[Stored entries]

BEGIN

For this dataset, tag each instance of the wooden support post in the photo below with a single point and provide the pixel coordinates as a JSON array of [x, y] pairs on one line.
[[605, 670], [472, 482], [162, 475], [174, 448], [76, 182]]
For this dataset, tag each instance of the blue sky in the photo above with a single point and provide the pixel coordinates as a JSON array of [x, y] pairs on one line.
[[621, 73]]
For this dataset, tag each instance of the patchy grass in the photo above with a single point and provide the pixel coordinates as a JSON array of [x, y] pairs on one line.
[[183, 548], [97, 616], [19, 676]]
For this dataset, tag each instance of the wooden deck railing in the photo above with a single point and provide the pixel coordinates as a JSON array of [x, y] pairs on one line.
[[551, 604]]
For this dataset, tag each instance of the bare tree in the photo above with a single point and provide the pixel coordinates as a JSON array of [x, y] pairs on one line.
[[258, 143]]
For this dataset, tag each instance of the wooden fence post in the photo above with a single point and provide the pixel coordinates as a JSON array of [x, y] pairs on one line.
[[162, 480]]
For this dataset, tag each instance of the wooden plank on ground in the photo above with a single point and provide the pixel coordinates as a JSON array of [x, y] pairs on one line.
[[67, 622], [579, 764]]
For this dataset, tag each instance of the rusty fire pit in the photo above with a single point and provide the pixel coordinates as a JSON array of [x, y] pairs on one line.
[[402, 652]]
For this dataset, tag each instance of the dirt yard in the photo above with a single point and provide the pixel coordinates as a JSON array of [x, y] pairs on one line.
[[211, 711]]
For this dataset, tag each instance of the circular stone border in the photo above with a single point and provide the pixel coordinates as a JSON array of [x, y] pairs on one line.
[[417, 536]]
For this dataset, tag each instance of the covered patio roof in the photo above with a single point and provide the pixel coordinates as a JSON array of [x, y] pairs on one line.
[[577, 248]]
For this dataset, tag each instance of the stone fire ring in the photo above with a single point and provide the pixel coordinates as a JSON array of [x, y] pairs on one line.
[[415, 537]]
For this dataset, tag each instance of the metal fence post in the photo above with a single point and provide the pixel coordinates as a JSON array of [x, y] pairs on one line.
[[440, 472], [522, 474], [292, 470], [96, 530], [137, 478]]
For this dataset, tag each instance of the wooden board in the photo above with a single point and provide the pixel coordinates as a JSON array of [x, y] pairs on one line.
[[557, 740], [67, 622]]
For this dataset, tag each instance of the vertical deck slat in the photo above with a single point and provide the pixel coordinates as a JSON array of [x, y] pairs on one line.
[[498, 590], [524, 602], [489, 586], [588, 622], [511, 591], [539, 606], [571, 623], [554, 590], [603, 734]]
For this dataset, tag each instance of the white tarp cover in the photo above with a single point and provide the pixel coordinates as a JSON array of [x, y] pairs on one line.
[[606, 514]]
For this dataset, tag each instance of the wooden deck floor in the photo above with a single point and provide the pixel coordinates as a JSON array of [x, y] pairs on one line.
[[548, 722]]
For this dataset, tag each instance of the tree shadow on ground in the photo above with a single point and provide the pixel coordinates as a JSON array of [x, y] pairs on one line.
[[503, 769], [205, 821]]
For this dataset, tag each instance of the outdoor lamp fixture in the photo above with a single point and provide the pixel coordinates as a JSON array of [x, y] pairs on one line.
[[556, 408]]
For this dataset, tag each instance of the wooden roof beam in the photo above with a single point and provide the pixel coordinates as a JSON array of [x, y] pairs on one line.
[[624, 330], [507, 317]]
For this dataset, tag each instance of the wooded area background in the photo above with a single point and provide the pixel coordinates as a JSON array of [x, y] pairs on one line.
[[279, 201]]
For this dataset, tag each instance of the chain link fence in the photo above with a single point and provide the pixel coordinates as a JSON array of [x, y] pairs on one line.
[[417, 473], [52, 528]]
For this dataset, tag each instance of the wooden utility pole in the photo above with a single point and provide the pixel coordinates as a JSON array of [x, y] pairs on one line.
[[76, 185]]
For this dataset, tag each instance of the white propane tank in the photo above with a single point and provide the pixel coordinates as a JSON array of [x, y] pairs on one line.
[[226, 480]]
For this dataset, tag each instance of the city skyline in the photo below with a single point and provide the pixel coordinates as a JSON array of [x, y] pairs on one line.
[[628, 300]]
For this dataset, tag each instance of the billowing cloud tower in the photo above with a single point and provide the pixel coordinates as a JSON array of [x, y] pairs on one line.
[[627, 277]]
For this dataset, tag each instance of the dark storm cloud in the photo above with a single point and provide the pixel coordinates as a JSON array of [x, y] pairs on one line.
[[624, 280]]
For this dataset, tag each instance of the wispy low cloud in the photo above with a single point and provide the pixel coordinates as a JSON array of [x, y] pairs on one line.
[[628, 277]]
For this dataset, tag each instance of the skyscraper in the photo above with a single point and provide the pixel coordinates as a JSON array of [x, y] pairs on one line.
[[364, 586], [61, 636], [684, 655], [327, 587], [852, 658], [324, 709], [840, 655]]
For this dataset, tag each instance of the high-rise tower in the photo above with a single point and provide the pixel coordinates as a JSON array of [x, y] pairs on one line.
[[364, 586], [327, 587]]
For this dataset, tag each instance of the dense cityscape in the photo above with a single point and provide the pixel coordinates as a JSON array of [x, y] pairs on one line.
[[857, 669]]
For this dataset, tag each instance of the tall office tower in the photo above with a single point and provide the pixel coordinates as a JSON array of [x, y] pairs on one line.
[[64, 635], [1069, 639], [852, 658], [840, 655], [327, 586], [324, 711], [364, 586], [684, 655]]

END

__Action item__.
The lines above are to be retyped exactly, with none omitted.

__Written solution__.
For this dataset, tag each instance of the wooden support post in the photo below with a single point and provide the pixel coordinates as a JSON array of [x, y] pairs on one line.
[[605, 670], [472, 482], [162, 475], [174, 448], [76, 182]]
For this dataset, tag each instance of the blue sky in the photo above with a single point and provide the pixel coordinates as a JSON array of [x, y] pairs on one line.
[[621, 73]]
For this dataset, tag each instance of the patchy grass in the photo above with a single point and provide the pixel coordinates as a JSON array of [x, y] pairs on one line.
[[183, 548], [97, 616], [19, 676]]
For this dataset, tag each instance of the wooden deck railing in the photo above with a single point and provide the pixel coordinates as a JSON array of [x, y] pairs on one line.
[[551, 604]]
For this dataset, tag each instance of the bare tree in the photo above with a single point and provide the pixel coordinates as a JSON array of [x, y] pairs on one line.
[[258, 143]]
For this dataset, tag each instance of the wooden fence post in the photo above with a single point and provide the pixel coordinates as a JSON array of [x, y] pairs on one line.
[[162, 480]]
For this dataset, tag each instance of the wooden plank on ground in the photo above with a single point and provide the pixel coordinates as a JSON array of [x, y] pairs on one line.
[[67, 622], [579, 764]]
For this dataset, tag each instance of the rusty fire pit in the photo above with a single point and provide the pixel coordinates as a JSON array of [x, y] pairs on one line.
[[402, 652]]
For this dataset, tag each instance of the dirt yard in the photo above with a single point and provide the pixel coordinates as a JSON array of [x, y] pairs on one line.
[[211, 711]]
For this dataset, tag each instance of the circular stone border in the photo above with a single point and provide the pixel coordinates as a JSON array of [x, y] pairs on one line.
[[417, 536]]
For this dataset, tag each instance of the covered patio roof in the photo above with a single point and provide the pixel coordinates as a JSON array of [x, y] pairs on one line.
[[577, 248]]
For this dataset, tag each instance of the stone fire ring in the photo above with a single point and provide the pixel coordinates as a JSON array of [x, y] pairs on one line.
[[415, 537]]
For this dataset, tag each instance of the metal fence post in the photo above with a single point and provide the pixel coordinates as a JSON array of [x, y] pairs on one line.
[[440, 472], [522, 474], [292, 470], [96, 530], [137, 478]]
For this dataset, tag each instance of the wooden board in the photo above with a single point and provide the pixel coordinates as a JSON array of [x, y] pairs on one line.
[[557, 740], [67, 622]]
For this dataset, tag each instance of the vertical deck slat in the photo above with a single point and provide the pixel coordinates as a JSON array of [x, y] pairs on one line.
[[498, 590], [524, 602], [489, 586], [588, 622], [511, 591], [539, 606], [571, 623], [554, 590], [603, 734]]
For this dataset, tag each instance of the white tarp cover in the photo above with a single point and provide the pixel coordinates as a JSON array of [x, y] pairs on one line.
[[606, 514]]
For this dataset, tag each instance of the wooden deck floor in the photo above with a single point and provide the pixel coordinates as a JSON array of [x, y] pairs on one line.
[[548, 722]]
For this dataset, tag each instance of the tree shadow on ground in the photo above with a single point and provide the pixel coordinates as a JSON array of [x, y] pairs on one line.
[[503, 769], [205, 821]]
For this dataset, tag each instance of the outdoor lamp fixture in the photo above with a single point and provide the pixel coordinates as a JSON array of [x, y] pairs on one line.
[[556, 408]]
For this dataset, tag each instance of the wooden roof beam in the photo above with a single point and provide the pixel coordinates as a JSON array of [x, y] pairs on one line.
[[624, 330], [507, 317]]
For this dataset, tag each instance of the wooded area background in the photo above with a single point and provide the pixel coordinates as a JSON array of [x, y] pairs on one line.
[[279, 201]]
For this dataset, tag each instance of the chain link fence in the photo above with a single point and provide the pixel coordinates as a JSON array of [x, y] pairs on one line.
[[417, 473], [52, 528]]
For this dataset, tag each instance of the wooden utility pole in the photo above with a single point and provide the pixel coordinates as a JSON array of [x, y] pairs on one line.
[[76, 185]]
For this dataset, tag each instance of the white propane tank in the photo above with a single point and provide the pixel coordinates as a JSON array of [x, y] pairs on one line.
[[226, 480]]
For this dataset, tag each instance of the city skyline in the photo below with a single point and provide the pixel coordinates as a JSON array of [x, y] pairs on one line.
[[628, 300]]
For this dataset, tag each instance of the billowing cloud tower in the photo above with a single point and provide the pixel coordinates as a JSON array of [x, y] pairs on one line.
[[627, 277]]
For this dataset, tag each instance of the dark storm cloud in the photo above with a single point and provide the pixel coordinates as a JSON array of [x, y] pairs on one line.
[[624, 280]]
For this dataset, tag each instance of the wispy low cloud in the photo above with a single point and provide the pixel coordinates as a JSON array of [x, y] pairs on one line.
[[628, 277]]
For this dataset, tag each instance of the skyscraper in the photo above with a single point and provide the pixel coordinates as a JSON array of [x, y] pairs on one line.
[[364, 586], [61, 636], [684, 655], [327, 587], [852, 658], [324, 709], [840, 655]]
For this dataset, tag each instance of the high-rise tower in the photo above with a single point and provide the pixel coordinates as a JSON array of [x, y] pairs on one line.
[[364, 586], [327, 587]]
For this dataset, tag each instance of the dense cityscape in the photo above with a single point and provide the pixel coordinates as a JSON array of [x, y] pairs on one line.
[[857, 669]]
For this dataset, tag each instance of the tall office tower in the photo above with a single point and provide the pixel coordinates as a JSON array of [x, y] pairs on one line.
[[64, 635], [1069, 639], [852, 658], [840, 655], [327, 586], [324, 711], [364, 586], [684, 655]]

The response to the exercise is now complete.